▶ _Task prompt_:
Collect the lines of the entries where "floral" shows up.

Dataset entries Block Start

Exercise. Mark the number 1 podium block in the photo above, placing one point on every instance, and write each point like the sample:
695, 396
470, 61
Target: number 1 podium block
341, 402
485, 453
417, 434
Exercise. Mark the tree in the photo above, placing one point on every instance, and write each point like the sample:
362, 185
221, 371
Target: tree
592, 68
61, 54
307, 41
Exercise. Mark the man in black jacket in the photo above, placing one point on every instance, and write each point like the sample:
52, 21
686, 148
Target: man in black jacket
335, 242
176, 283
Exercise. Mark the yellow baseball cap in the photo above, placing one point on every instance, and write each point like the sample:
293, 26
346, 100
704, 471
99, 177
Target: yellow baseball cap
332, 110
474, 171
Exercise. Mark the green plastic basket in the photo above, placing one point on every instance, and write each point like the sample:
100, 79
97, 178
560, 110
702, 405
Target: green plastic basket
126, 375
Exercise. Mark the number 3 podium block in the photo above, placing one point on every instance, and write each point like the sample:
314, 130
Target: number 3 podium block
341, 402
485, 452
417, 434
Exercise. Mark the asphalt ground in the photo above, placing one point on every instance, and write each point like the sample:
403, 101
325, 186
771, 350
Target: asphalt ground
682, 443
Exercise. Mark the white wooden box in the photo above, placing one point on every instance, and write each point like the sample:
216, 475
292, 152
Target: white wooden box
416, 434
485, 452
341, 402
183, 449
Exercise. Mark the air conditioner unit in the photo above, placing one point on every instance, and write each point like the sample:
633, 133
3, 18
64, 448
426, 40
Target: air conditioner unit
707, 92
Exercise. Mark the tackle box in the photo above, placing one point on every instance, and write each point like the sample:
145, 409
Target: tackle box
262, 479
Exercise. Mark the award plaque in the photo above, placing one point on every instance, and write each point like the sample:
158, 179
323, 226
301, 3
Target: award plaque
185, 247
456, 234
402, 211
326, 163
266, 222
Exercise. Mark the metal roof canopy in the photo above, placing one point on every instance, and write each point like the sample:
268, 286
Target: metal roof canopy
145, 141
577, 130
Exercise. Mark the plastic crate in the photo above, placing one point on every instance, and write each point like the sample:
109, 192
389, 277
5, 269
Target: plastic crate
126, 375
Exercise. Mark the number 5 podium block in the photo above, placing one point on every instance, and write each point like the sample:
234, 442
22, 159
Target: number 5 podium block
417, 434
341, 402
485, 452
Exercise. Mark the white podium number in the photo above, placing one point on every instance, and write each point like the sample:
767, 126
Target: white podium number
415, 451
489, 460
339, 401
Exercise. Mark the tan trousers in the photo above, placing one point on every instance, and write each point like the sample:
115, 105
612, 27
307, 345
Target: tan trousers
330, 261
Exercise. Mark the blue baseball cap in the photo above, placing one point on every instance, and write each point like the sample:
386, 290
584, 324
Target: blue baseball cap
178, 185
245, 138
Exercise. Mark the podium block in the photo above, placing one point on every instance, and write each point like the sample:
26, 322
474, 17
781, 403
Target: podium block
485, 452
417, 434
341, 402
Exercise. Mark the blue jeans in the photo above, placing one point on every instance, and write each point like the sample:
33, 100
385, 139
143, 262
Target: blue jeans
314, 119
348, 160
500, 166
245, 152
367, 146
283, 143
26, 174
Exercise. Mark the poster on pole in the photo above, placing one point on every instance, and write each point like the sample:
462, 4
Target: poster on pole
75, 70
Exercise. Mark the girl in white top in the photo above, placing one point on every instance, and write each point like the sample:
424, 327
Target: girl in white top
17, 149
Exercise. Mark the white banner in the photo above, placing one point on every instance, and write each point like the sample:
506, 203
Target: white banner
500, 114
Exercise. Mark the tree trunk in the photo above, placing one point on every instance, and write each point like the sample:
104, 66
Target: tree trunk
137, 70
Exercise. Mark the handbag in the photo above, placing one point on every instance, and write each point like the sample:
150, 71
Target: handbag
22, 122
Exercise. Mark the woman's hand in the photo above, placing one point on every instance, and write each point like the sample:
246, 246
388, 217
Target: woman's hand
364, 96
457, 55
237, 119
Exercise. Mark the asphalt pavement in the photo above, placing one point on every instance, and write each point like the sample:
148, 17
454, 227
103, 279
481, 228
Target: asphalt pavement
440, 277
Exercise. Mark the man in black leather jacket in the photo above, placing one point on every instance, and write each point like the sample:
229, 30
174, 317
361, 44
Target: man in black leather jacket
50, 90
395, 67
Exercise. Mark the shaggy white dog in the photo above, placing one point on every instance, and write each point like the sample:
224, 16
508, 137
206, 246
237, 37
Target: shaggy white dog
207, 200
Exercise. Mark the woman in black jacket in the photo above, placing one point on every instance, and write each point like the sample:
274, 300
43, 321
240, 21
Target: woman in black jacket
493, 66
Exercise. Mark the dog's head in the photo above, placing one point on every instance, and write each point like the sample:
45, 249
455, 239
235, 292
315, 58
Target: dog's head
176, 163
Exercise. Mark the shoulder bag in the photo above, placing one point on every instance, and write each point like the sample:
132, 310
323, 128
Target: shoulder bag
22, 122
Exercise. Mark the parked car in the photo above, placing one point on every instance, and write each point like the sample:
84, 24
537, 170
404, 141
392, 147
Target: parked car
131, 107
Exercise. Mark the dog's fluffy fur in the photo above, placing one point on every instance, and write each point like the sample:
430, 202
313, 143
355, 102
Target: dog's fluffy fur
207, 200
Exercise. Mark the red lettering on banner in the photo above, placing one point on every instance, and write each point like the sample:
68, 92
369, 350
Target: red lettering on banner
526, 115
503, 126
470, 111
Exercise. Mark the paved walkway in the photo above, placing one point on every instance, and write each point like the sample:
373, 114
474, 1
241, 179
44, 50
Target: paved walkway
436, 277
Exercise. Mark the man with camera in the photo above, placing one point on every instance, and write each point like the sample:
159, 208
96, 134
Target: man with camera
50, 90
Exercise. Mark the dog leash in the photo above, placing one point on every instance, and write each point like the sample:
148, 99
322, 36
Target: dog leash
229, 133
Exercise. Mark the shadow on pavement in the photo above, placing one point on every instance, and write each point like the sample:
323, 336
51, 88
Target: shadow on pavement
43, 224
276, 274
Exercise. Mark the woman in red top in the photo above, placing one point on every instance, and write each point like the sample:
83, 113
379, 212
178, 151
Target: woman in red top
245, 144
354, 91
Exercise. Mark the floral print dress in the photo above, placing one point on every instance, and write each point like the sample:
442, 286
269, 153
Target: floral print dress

Dataset entries Block End

▶ _Solution to this task_:
Exercise. Mark the floral print dress in the photo above, placing one point on every instance, and write each point like the sample:
Target: floral print dress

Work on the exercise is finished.